▶ What needs to be done: Whenever a line in the entries below includes the string "yellow", count that line. Report the total alone.

[Dataset records — start]

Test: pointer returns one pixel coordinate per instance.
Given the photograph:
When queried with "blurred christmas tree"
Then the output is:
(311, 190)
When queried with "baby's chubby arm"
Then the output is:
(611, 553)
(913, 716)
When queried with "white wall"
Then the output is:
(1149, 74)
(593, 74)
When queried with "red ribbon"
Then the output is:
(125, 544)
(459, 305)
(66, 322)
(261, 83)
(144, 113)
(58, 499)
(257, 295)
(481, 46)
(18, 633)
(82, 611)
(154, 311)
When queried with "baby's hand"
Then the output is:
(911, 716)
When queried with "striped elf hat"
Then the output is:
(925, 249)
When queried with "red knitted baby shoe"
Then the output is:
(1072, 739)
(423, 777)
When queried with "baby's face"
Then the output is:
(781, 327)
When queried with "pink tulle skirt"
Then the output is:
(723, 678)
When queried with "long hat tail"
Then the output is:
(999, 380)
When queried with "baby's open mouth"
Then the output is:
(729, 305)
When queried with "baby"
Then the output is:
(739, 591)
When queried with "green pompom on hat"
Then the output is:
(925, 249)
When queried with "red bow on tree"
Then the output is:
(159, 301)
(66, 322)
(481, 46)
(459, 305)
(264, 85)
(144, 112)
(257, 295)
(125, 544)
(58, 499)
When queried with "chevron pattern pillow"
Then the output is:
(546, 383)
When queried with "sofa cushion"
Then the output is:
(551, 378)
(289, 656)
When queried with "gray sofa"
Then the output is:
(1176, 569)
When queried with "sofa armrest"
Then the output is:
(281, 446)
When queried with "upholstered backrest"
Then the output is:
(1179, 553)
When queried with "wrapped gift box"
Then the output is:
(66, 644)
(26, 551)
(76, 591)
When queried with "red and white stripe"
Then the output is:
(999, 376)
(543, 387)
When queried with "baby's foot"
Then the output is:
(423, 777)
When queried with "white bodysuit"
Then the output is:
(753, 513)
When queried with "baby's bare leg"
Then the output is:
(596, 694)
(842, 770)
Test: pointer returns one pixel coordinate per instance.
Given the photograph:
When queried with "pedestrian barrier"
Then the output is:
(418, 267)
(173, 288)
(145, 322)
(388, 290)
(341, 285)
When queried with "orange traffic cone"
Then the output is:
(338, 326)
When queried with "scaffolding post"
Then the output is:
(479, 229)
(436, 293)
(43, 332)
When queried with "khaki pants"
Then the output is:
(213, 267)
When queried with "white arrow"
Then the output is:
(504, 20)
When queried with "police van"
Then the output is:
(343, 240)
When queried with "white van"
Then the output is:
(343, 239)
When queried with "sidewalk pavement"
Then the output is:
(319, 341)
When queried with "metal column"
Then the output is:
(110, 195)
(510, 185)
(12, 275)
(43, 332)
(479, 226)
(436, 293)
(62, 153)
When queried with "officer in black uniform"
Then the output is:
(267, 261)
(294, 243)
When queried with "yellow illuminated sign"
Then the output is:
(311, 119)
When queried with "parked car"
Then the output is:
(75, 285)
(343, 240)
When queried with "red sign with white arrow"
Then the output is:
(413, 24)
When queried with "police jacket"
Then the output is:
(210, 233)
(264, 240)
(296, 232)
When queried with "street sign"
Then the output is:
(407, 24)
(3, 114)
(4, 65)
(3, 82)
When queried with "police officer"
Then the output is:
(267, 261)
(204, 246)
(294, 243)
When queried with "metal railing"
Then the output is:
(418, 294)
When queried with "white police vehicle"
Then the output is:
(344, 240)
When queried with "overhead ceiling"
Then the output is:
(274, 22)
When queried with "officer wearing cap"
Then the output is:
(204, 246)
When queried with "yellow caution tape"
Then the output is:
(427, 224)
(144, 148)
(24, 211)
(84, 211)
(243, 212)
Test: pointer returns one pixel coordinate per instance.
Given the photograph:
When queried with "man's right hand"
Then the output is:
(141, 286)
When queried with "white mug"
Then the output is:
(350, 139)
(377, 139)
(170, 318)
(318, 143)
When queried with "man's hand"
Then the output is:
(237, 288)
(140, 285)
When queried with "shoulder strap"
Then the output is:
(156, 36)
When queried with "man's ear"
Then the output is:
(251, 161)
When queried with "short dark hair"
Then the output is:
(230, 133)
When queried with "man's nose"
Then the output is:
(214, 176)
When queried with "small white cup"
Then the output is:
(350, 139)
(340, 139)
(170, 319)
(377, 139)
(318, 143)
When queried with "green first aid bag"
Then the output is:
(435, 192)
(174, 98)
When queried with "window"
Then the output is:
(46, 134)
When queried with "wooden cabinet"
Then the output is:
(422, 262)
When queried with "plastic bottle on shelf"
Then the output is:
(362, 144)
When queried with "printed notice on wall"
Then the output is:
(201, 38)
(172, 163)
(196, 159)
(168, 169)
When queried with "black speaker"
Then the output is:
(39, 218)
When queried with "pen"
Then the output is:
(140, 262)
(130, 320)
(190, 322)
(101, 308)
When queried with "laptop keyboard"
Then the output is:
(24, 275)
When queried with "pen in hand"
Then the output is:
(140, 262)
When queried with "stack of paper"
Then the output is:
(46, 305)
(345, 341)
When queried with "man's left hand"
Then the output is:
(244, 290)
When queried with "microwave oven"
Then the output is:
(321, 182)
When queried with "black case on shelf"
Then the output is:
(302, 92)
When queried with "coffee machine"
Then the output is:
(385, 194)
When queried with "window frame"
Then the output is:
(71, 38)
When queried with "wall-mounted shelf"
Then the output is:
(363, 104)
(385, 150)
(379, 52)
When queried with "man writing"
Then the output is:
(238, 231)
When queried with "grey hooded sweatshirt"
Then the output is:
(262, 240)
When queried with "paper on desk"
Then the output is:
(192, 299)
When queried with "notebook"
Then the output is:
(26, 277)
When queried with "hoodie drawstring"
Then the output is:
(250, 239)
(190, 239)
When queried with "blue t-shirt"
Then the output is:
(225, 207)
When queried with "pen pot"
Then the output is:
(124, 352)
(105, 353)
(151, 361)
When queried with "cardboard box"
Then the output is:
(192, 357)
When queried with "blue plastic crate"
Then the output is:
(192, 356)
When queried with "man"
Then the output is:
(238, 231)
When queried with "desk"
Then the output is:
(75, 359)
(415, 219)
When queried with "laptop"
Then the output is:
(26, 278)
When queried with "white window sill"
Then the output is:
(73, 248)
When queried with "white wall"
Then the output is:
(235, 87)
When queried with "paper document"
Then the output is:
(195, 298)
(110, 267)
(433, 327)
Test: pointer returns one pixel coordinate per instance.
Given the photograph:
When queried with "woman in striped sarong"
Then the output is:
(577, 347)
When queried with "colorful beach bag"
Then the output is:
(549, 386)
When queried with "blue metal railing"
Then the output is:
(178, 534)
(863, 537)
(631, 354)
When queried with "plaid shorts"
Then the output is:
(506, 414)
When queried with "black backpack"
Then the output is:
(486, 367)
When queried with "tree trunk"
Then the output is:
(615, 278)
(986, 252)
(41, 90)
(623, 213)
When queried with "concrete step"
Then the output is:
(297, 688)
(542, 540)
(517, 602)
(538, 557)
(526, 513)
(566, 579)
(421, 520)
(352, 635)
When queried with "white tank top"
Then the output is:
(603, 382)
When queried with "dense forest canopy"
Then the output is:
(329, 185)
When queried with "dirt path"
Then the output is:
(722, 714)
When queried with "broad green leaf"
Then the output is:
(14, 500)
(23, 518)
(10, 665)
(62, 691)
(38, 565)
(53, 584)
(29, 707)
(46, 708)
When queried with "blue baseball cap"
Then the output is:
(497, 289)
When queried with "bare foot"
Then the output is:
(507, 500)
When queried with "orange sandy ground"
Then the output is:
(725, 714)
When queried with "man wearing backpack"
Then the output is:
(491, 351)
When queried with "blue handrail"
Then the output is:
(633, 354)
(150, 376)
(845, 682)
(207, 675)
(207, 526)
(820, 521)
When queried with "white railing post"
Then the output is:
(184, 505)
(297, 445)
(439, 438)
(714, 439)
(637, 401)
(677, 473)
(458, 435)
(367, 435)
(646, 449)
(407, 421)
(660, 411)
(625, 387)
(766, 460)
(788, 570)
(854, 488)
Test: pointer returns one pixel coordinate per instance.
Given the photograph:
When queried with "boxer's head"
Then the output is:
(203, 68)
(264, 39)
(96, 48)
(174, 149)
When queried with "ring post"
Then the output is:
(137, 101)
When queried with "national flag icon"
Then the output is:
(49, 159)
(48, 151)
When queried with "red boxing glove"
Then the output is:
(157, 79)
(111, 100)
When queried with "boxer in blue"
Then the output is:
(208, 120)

[Dataset records — finish]

▶ Task solution: 2